[Directive] Turn the listing below into a Markdown table with two columns, Row and Line. Put a row number in Row and the text of each line in Line, and skip any blank lines.

[Given information]
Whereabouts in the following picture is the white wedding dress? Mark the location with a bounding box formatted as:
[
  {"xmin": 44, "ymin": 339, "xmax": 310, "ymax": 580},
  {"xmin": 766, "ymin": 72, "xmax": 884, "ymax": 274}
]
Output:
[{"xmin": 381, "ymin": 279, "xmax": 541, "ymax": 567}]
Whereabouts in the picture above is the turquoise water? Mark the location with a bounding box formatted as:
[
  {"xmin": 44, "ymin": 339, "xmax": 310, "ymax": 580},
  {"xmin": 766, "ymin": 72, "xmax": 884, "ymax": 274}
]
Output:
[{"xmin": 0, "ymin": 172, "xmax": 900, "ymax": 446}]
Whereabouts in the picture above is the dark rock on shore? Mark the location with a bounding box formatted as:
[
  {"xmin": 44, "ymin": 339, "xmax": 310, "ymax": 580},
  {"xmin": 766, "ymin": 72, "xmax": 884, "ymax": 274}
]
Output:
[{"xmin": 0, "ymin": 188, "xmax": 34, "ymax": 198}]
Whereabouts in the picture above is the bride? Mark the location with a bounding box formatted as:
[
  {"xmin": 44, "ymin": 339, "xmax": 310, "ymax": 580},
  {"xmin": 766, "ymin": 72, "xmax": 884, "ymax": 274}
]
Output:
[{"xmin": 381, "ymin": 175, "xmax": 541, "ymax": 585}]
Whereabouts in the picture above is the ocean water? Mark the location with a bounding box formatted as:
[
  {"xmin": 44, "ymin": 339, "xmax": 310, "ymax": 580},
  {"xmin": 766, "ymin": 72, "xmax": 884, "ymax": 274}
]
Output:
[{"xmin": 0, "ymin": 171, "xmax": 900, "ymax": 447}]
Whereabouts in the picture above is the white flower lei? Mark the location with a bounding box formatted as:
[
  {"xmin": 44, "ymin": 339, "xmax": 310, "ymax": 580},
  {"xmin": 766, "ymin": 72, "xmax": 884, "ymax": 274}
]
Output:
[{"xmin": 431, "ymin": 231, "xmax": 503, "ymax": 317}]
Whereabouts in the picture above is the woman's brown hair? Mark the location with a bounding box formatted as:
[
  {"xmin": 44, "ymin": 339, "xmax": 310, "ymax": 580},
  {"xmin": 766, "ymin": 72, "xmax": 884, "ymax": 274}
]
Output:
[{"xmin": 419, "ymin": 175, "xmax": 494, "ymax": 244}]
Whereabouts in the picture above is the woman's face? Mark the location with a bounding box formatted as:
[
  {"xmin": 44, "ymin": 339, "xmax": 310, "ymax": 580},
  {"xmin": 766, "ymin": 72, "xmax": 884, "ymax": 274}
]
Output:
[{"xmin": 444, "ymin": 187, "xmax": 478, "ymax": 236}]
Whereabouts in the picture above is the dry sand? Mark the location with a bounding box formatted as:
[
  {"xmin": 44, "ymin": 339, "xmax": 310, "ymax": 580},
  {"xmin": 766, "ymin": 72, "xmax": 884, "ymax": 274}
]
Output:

[Problem solution]
| Row | Line |
|---|---|
| 1 | Whereabouts in the following picture is the white wedding dress? Mark the location with a bounding box formatted as: |
| 2 | [ |
| 3 |   {"xmin": 44, "ymin": 339, "xmax": 310, "ymax": 580}, |
| 4 |   {"xmin": 766, "ymin": 72, "xmax": 884, "ymax": 274} |
| 5 | ] |
| 6 | Output: |
| 7 | [{"xmin": 381, "ymin": 279, "xmax": 541, "ymax": 567}] |
| 8 | Whereabouts in the picture above is the turquoise water? Mark the location with a bounding box formatted as: |
| 9 | [ |
| 10 |   {"xmin": 44, "ymin": 339, "xmax": 310, "ymax": 580}, |
| 11 |   {"xmin": 766, "ymin": 72, "xmax": 884, "ymax": 274} |
| 12 | ] |
| 13 | Output: |
| 14 | [{"xmin": 0, "ymin": 172, "xmax": 900, "ymax": 446}] |
| 15 | Whereabouts in the picture above is the dark rock on shore? Mark the location with a bounding box formatted as: |
| 16 | [ |
| 17 |   {"xmin": 44, "ymin": 339, "xmax": 310, "ymax": 580}, |
| 18 |   {"xmin": 766, "ymin": 72, "xmax": 884, "ymax": 274} |
| 19 | ] |
| 20 | Output: |
| 21 | [{"xmin": 0, "ymin": 188, "xmax": 34, "ymax": 198}] |
| 22 | Whereabouts in the picture above is the bride? Mark the location with a bounding box formatted as: |
| 23 | [ |
| 24 |   {"xmin": 44, "ymin": 339, "xmax": 310, "ymax": 580}, |
| 25 |   {"xmin": 766, "ymin": 72, "xmax": 884, "ymax": 274} |
| 26 | ] |
| 27 | Output: |
| 28 | [{"xmin": 381, "ymin": 175, "xmax": 541, "ymax": 585}] |
| 29 | Whereabouts in the picture above is the ocean water? Mark the location with a bounding box formatted as: |
| 30 | [ |
| 31 |   {"xmin": 44, "ymin": 339, "xmax": 310, "ymax": 580}, |
| 32 |   {"xmin": 766, "ymin": 72, "xmax": 884, "ymax": 274} |
| 33 | ] |
| 34 | Output: |
| 35 | [{"xmin": 0, "ymin": 171, "xmax": 900, "ymax": 447}] |
| 36 | Whereabouts in the picture above is the white flower lei? Mark the location with a bounding box formatted as: |
| 37 | [ |
| 38 |   {"xmin": 44, "ymin": 339, "xmax": 310, "ymax": 580}, |
| 39 |   {"xmin": 766, "ymin": 72, "xmax": 884, "ymax": 274} |
| 40 | ] |
| 41 | Output: |
| 42 | [{"xmin": 431, "ymin": 231, "xmax": 503, "ymax": 317}] |
| 43 | Whereabouts in the picture above is the woman's brown hair? Mark the location with a bounding box formatted as: |
| 44 | [ |
| 45 |   {"xmin": 44, "ymin": 339, "xmax": 310, "ymax": 580}, |
| 46 |   {"xmin": 766, "ymin": 72, "xmax": 884, "ymax": 274} |
| 47 | ] |
| 48 | Output: |
| 49 | [{"xmin": 419, "ymin": 175, "xmax": 494, "ymax": 244}] |
| 50 | Whereabouts in the picture above is the woman's face? Mark the location with a bounding box formatted as: |
| 51 | [ |
| 52 |   {"xmin": 44, "ymin": 339, "xmax": 310, "ymax": 580}, |
| 53 |   {"xmin": 766, "ymin": 72, "xmax": 884, "ymax": 274} |
| 54 | ] |
| 55 | Output: |
| 56 | [{"xmin": 444, "ymin": 187, "xmax": 478, "ymax": 236}] |
| 57 | Whereabouts in the picture above is the dry sand? Mark the location with a bounding box formatted as: |
| 58 | [ |
| 59 |   {"xmin": 44, "ymin": 339, "xmax": 310, "ymax": 580}, |
| 60 |   {"xmin": 766, "ymin": 72, "xmax": 884, "ymax": 274} |
| 61 | ] |
| 62 | Output: |